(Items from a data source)
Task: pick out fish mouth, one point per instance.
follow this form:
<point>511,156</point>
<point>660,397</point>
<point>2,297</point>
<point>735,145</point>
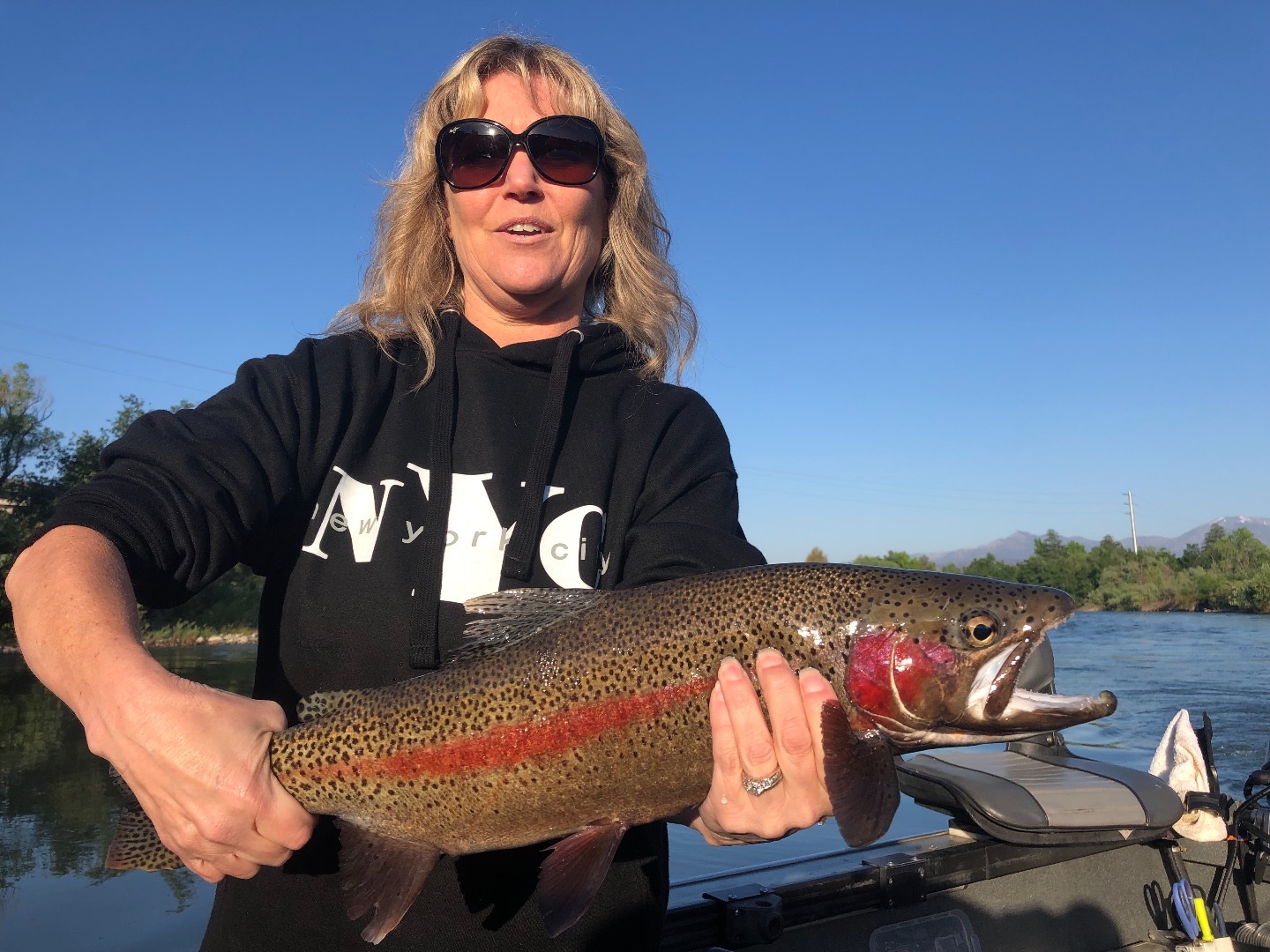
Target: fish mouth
<point>1001,707</point>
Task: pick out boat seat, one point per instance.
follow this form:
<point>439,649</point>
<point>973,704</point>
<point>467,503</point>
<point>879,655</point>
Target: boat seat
<point>1036,791</point>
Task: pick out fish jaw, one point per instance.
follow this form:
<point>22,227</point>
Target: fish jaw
<point>998,707</point>
<point>998,710</point>
<point>926,684</point>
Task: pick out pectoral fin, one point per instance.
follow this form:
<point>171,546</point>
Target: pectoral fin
<point>572,874</point>
<point>381,874</point>
<point>860,776</point>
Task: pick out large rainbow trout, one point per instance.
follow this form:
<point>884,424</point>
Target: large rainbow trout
<point>577,714</point>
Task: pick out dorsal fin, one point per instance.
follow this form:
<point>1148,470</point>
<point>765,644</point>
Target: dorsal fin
<point>322,703</point>
<point>504,619</point>
<point>381,874</point>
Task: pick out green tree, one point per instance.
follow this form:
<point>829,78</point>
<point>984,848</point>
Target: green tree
<point>25,406</point>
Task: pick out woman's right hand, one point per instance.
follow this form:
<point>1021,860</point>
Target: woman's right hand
<point>198,762</point>
<point>197,758</point>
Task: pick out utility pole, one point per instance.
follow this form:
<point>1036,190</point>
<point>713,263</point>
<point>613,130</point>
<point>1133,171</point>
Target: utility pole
<point>1133,525</point>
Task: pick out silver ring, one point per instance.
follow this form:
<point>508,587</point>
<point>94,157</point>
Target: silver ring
<point>757,786</point>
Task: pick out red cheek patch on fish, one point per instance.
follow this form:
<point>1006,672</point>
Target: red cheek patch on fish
<point>883,659</point>
<point>507,746</point>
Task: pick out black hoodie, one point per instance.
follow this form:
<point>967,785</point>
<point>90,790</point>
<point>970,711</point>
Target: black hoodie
<point>320,470</point>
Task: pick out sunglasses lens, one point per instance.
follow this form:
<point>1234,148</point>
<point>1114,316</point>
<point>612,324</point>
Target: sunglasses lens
<point>473,155</point>
<point>565,150</point>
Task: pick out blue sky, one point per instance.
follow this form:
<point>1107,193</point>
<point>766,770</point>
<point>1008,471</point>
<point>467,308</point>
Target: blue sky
<point>961,268</point>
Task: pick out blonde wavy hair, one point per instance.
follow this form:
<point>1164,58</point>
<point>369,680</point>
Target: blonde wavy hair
<point>415,273</point>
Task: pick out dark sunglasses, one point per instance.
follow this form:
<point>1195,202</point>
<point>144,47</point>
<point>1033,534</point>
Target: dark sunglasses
<point>566,150</point>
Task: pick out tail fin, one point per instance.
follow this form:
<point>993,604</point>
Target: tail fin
<point>136,844</point>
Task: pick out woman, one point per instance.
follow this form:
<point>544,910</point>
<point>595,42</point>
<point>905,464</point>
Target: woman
<point>489,415</point>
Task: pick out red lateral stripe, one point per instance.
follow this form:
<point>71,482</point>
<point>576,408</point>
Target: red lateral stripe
<point>507,746</point>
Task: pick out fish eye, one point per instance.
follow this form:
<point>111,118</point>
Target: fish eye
<point>979,628</point>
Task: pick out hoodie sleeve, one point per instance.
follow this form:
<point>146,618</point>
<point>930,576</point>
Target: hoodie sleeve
<point>184,495</point>
<point>686,519</point>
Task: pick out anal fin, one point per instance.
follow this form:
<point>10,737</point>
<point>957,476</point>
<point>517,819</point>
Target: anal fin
<point>573,873</point>
<point>860,776</point>
<point>381,874</point>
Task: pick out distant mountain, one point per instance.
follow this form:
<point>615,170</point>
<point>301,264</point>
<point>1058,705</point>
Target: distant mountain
<point>1020,545</point>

→ **What you will do**
Write out all the records above again, switching every "pick out" to "mark" and leaving everything else unchanged. Omit the pictures from your answer.

→ **Finished exercise**
Task: mark fish mouth, one point per instance.
follow this form:
<point>511,156</point>
<point>660,397</point>
<point>2,297</point>
<point>735,145</point>
Target: fish mouth
<point>1001,707</point>
Task: mark boat seat, one point per instance.
follow this form:
<point>439,649</point>
<point>973,704</point>
<point>467,503</point>
<point>879,655</point>
Target: boat seat
<point>1036,791</point>
Task: mark fish jaw, one point per instance.
follow this form:
<point>22,227</point>
Target: fish jaw
<point>998,707</point>
<point>998,710</point>
<point>926,684</point>
Task: mark pectoral fin, one point per instance.
follow this form:
<point>171,546</point>
Target: pectoral fin
<point>572,874</point>
<point>381,874</point>
<point>860,776</point>
Task: mark large rainbow trout, one point per instance.
follow this form:
<point>884,424</point>
Target: large rainbow trout
<point>577,714</point>
Task: mark dorsal fin, one point per instance.
follow this form:
<point>1148,470</point>
<point>765,644</point>
Target: dorsal fin
<point>322,703</point>
<point>504,619</point>
<point>381,874</point>
Task: mark green tree, one point per instance.
follow this form:
<point>829,78</point>
<point>984,848</point>
Target: green tree
<point>25,406</point>
Task: mark woman's right hand, one point per instance.
follow this form:
<point>1021,860</point>
Target: woman's right hand
<point>198,762</point>
<point>197,758</point>
Task: mark utility pole, one point per instance.
follow this form:
<point>1036,190</point>
<point>713,263</point>
<point>613,130</point>
<point>1133,171</point>
Target: utility pole
<point>1133,525</point>
Task: mark silver ring, one point per instance.
follow this form:
<point>508,587</point>
<point>94,157</point>
Target: silver ring
<point>757,786</point>
Task: mark red cheek patch on fish, one point per instance.
follow this form:
<point>1006,672</point>
Target: red cheek patch on fish
<point>883,659</point>
<point>507,746</point>
Task: mark black hoodie, one point per instance.
follow this form:
<point>967,785</point>
<point>90,790</point>
<point>970,711</point>
Target: black hoodie
<point>320,470</point>
Task: mark sunglasses lens, one point per instance.
follow this form:
<point>1234,148</point>
<point>1114,316</point>
<point>612,324</point>
Target: sunglasses lens
<point>473,155</point>
<point>565,150</point>
Task: mark blue sky, one point per instance.
follow this form:
<point>1107,193</point>
<point>766,770</point>
<point>1008,471</point>
<point>467,308</point>
Target: blue sky
<point>961,268</point>
Task: mark blonde wavy hair, one point per instance.
follow this form:
<point>1164,58</point>
<point>369,680</point>
Target: blonde wavy hair
<point>415,273</point>
Task: mark dark sunglasses, one point per instance.
follow this form:
<point>1195,202</point>
<point>144,47</point>
<point>1033,534</point>
Target: dark sunglasses
<point>566,150</point>
Task: mark tail fin, one point per instance.
follow this form:
<point>993,604</point>
Target: tail fin
<point>136,844</point>
Task: mark woman, one point per instance.
follow this form:
<point>544,910</point>
<point>595,42</point>
<point>905,464</point>
Target: woman
<point>489,415</point>
Task: mark red lateral stripe, one point per instance.
follow this form:
<point>71,482</point>
<point>576,408</point>
Target: red lateral stripe
<point>507,746</point>
Task: mark fish eye, one point per instance.
follow this form:
<point>111,118</point>
Target: fish eye
<point>979,628</point>
Task: mark hoodie sleeve, one point per instance.
follow this form:
<point>146,618</point>
<point>930,576</point>
Target: hoodie sleeve
<point>184,495</point>
<point>686,519</point>
Task: mark anal fin, one point per instance.
follow this form:
<point>10,737</point>
<point>957,476</point>
<point>517,819</point>
Target: anal fin
<point>573,873</point>
<point>860,776</point>
<point>381,874</point>
Task: mark distant mountain, one point per instance.
follow this form:
<point>615,170</point>
<point>301,264</point>
<point>1058,705</point>
Target: distant mountain
<point>1020,545</point>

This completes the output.